Look through the data below for the line with "of the overcast" and the line with "the house, newline-separated", then output those two and all lines in between, exactly as written.

┄┄┄┄┄┄┄┄┄┄

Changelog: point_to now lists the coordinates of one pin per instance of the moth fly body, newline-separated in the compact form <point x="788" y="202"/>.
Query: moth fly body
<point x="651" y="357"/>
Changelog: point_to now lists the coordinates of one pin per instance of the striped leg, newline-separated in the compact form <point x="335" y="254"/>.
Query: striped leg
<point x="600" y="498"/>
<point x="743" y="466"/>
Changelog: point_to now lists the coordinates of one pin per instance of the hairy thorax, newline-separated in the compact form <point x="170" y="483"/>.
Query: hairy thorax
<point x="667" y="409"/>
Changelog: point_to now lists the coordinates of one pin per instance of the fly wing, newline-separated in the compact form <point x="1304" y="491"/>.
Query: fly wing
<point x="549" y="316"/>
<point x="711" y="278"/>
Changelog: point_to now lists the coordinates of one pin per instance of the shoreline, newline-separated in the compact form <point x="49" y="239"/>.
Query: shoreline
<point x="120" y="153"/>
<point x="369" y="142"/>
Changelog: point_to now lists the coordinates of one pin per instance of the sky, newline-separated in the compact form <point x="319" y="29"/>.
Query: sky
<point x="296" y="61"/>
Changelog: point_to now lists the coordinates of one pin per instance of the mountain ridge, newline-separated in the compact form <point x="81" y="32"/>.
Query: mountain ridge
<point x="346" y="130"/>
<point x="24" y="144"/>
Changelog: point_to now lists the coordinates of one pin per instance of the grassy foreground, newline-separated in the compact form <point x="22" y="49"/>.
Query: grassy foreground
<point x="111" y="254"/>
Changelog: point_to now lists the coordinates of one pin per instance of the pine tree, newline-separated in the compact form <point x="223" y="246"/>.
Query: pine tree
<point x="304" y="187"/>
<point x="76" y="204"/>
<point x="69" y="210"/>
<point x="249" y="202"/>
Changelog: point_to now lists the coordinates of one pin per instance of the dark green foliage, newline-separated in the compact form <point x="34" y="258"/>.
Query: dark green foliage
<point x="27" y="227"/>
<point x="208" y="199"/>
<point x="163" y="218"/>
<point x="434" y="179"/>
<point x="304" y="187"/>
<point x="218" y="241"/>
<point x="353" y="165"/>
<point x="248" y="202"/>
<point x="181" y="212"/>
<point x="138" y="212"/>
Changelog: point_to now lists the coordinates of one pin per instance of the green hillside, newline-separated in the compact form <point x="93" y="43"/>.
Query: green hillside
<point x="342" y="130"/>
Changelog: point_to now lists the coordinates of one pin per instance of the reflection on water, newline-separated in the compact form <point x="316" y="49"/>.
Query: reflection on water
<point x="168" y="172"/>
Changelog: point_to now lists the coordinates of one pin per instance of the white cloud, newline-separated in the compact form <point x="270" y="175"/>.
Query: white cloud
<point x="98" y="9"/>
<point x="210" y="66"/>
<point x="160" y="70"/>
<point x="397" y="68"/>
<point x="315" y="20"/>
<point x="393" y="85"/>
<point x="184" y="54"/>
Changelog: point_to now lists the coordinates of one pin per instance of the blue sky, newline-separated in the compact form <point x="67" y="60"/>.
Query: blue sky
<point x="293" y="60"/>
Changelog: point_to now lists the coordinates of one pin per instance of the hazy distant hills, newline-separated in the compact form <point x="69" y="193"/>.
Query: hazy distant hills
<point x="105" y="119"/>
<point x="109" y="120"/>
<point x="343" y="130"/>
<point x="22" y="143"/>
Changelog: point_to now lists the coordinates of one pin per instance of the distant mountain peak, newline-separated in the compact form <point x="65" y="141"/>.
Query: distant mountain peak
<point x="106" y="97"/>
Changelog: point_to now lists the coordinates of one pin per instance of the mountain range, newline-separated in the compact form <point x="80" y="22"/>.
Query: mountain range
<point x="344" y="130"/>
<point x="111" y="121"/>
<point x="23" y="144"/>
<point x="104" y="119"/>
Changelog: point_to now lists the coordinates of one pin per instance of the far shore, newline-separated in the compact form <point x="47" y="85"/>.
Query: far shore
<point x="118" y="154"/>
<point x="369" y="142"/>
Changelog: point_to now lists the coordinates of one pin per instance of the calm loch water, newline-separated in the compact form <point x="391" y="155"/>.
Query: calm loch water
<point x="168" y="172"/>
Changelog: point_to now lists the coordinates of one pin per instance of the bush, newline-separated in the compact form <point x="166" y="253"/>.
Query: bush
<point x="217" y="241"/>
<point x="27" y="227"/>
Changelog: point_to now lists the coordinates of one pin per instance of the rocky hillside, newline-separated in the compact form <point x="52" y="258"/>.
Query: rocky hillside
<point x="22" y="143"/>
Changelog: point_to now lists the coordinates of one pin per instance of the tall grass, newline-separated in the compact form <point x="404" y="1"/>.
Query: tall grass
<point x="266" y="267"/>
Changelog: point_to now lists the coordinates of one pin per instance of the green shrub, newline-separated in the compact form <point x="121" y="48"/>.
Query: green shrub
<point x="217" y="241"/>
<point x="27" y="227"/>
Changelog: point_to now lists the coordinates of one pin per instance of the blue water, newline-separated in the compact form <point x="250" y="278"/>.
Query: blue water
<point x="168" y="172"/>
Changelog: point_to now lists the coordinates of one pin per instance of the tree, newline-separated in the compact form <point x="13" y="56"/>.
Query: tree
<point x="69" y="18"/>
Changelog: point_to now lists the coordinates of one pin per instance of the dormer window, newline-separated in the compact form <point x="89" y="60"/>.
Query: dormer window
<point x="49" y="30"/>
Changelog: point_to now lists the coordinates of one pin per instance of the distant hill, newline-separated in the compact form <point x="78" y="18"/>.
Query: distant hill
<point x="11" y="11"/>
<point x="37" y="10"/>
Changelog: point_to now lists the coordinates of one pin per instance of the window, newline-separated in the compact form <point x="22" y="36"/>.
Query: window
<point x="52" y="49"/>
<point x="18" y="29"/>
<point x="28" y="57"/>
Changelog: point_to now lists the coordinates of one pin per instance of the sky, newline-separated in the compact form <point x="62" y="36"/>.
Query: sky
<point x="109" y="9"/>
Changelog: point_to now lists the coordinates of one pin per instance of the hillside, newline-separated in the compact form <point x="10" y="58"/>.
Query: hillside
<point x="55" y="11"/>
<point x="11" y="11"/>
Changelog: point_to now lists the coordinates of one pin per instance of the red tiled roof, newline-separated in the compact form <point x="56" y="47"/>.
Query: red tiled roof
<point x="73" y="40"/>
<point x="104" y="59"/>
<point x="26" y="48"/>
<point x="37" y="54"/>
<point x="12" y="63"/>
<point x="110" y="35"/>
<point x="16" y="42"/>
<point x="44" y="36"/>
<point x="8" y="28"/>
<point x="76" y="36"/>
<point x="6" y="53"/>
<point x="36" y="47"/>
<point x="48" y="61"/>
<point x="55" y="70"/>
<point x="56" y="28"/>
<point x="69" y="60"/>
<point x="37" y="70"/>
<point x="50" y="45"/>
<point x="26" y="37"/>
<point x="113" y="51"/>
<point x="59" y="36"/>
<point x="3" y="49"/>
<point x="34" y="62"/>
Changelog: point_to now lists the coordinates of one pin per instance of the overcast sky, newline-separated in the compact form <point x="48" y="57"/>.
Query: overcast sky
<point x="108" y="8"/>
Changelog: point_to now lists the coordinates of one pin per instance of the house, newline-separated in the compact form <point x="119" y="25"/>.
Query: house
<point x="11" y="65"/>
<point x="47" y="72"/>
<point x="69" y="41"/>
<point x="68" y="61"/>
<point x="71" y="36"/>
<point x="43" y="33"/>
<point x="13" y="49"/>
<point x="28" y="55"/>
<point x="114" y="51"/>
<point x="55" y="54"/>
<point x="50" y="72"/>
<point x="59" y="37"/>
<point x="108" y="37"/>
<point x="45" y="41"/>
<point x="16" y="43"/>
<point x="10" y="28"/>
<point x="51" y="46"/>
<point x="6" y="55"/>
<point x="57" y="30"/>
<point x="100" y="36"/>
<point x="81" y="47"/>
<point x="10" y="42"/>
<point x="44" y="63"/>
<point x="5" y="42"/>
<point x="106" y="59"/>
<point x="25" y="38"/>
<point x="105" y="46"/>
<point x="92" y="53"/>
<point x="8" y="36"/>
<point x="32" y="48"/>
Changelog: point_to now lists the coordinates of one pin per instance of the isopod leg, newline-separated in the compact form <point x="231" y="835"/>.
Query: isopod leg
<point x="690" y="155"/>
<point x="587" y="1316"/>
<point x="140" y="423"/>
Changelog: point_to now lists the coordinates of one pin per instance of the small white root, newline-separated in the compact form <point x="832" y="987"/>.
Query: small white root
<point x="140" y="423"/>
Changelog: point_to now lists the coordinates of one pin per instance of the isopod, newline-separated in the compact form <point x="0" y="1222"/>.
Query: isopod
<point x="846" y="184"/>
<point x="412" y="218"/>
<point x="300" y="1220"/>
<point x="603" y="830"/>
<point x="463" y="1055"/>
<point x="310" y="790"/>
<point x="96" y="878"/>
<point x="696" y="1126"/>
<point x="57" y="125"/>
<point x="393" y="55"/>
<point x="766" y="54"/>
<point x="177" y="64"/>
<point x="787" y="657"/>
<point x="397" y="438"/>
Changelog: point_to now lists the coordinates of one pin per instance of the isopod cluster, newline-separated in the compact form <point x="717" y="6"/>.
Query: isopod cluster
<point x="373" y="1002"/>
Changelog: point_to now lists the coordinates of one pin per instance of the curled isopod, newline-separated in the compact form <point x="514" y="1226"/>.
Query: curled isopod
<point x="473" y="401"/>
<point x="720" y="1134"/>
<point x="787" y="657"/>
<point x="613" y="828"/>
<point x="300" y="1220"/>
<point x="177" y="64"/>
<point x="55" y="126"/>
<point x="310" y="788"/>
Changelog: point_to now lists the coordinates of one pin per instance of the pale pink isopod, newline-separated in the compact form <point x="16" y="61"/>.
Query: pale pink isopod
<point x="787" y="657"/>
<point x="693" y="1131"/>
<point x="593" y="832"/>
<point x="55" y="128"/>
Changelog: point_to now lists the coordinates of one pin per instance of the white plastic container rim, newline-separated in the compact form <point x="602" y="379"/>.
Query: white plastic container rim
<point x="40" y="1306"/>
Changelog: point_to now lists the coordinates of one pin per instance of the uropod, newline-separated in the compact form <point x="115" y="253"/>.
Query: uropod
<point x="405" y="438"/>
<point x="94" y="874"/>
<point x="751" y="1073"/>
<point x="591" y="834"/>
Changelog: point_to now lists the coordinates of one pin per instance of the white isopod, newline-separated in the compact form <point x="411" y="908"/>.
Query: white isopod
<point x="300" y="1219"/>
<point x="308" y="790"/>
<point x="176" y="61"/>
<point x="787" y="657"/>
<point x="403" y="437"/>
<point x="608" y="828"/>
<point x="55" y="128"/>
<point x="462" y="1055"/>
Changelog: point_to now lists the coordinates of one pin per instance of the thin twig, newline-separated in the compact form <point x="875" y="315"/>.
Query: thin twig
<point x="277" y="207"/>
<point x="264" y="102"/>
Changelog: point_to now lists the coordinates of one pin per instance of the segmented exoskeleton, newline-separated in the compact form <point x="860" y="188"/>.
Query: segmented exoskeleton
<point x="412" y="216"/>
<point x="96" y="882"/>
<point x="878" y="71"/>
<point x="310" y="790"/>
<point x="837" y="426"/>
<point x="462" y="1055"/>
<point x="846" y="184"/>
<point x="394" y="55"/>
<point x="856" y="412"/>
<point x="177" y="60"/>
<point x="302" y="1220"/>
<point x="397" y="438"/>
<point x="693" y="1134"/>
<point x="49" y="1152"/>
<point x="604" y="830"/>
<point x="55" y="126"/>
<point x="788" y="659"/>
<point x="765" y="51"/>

┄┄┄┄┄┄┄┄┄┄

** Output below **
Changelog: point_to now lists the coordinates of one pin per instance of the overcast sky, newline-separated in the compact form <point x="48" y="57"/>.
Query: overcast sky
<point x="108" y="8"/>
Changelog: point_to now lists the coordinates of one pin per instance of the house, newline-separated in the compact form <point x="119" y="25"/>.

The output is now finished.